Exercise requirements>
Going through the entries below, copy out each line that contains "dense".

───── Supplied data

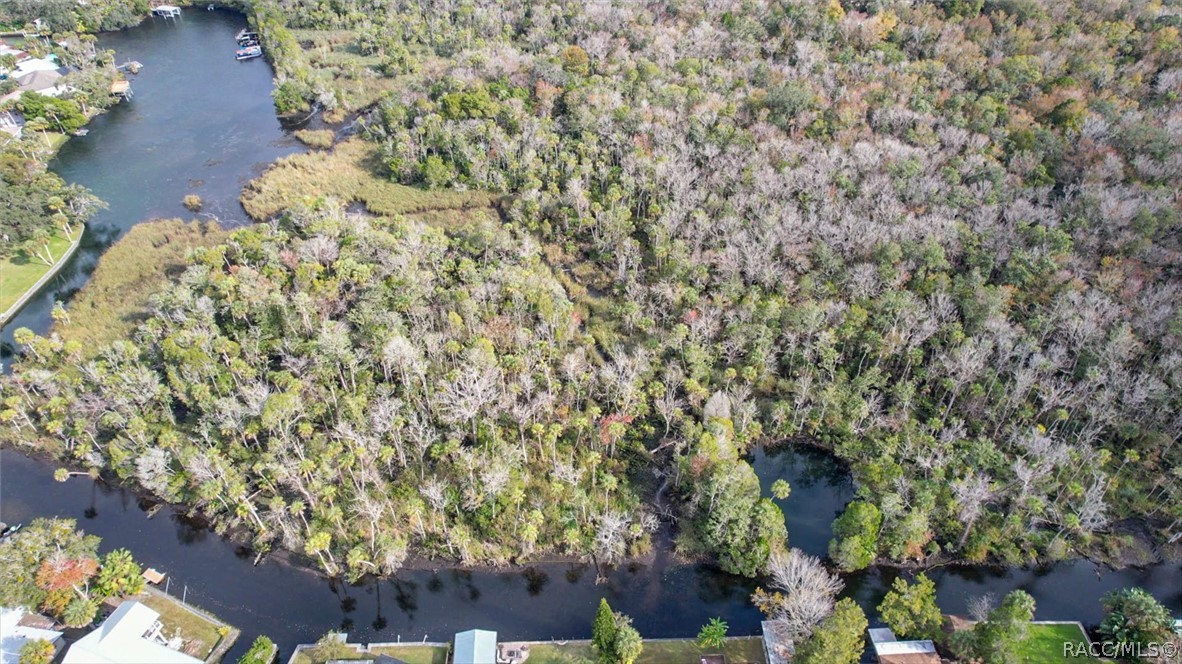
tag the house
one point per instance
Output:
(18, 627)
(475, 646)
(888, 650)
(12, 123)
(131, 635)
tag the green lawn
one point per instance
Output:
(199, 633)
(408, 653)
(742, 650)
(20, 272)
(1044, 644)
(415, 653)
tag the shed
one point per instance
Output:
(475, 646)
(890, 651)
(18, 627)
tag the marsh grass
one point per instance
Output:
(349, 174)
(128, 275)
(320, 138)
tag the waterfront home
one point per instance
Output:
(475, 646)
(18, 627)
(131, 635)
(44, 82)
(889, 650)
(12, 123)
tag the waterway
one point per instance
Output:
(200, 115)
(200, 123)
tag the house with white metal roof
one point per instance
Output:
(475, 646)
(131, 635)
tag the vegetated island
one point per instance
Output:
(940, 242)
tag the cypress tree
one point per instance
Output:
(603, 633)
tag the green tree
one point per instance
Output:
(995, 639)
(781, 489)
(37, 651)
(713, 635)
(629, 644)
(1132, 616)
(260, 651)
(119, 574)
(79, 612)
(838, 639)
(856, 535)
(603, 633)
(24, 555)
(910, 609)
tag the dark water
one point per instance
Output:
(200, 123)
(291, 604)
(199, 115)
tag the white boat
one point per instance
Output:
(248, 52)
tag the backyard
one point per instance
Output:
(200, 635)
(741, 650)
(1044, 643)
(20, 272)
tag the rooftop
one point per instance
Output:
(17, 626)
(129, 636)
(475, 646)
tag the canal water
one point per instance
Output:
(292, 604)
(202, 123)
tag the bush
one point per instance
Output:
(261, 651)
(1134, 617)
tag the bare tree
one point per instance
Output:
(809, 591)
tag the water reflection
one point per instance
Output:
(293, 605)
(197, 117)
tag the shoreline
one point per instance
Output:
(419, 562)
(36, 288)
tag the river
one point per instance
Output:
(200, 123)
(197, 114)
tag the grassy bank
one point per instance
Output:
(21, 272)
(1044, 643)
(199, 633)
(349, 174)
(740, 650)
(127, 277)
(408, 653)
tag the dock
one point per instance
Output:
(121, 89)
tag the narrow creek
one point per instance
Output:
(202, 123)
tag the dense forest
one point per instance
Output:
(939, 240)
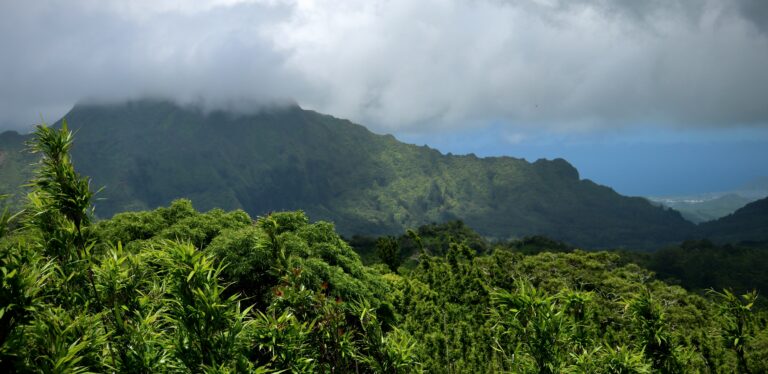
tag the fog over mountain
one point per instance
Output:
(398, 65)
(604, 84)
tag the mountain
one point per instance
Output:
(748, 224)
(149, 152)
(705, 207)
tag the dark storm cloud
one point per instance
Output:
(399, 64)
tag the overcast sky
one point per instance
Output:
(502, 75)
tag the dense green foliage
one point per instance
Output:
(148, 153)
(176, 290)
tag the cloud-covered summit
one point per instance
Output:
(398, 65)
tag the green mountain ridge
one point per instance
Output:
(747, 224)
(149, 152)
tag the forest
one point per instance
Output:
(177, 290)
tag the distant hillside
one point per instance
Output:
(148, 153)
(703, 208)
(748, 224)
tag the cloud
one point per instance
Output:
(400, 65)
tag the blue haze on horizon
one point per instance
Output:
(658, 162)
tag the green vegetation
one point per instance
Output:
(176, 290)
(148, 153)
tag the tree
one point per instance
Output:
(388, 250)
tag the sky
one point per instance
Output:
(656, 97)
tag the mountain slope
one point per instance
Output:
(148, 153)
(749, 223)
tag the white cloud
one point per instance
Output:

──────────
───── Supplied data

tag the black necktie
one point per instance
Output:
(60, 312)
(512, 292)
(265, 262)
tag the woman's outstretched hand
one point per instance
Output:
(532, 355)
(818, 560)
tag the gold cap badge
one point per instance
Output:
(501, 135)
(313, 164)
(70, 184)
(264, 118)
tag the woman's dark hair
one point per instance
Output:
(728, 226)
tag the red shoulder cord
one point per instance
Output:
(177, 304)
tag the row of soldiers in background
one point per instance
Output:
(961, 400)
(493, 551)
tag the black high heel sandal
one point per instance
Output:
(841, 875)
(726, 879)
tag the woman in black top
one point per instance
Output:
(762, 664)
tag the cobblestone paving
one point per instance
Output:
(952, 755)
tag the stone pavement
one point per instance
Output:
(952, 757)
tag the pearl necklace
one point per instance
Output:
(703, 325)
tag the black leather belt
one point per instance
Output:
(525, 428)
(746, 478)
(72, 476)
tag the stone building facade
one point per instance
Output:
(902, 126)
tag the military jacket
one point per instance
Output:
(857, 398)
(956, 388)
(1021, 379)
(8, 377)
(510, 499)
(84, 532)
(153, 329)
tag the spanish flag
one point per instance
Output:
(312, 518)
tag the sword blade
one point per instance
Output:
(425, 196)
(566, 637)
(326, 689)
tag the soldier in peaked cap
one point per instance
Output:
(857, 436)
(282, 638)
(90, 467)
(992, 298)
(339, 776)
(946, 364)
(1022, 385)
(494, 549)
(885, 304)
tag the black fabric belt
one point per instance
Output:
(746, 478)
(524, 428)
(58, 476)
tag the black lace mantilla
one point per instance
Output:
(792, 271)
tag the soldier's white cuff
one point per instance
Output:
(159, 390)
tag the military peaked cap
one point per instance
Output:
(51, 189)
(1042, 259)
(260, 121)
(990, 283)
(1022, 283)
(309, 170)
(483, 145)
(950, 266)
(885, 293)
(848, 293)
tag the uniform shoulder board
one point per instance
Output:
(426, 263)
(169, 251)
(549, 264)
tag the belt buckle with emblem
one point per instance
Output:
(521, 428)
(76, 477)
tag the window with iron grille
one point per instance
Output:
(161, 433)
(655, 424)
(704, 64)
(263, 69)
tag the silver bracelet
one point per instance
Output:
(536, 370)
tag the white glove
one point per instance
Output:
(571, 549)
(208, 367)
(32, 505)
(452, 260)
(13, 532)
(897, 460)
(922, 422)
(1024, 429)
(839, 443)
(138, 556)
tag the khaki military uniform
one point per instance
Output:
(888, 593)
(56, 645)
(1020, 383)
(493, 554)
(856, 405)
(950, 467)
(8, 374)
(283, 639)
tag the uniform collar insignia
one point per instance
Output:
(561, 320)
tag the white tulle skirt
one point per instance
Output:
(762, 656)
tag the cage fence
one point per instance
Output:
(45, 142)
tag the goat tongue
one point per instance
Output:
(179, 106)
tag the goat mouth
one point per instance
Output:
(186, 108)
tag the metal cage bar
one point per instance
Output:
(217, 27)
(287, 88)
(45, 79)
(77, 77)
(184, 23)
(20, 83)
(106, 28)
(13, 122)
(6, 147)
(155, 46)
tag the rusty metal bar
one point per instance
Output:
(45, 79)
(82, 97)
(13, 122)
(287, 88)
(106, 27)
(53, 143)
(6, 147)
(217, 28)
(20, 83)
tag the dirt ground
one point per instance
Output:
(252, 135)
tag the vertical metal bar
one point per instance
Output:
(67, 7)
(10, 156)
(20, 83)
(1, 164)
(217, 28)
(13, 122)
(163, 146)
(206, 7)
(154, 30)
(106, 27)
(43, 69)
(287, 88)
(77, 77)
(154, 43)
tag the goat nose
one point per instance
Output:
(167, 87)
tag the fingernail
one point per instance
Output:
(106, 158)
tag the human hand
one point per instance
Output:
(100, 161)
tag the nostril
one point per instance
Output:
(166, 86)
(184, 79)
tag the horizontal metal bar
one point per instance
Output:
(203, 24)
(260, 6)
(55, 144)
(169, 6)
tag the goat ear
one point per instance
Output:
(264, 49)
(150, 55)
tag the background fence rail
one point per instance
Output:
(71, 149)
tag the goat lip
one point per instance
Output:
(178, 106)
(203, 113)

──────────

Task response>
tag the dense forest
tag the dense green foliage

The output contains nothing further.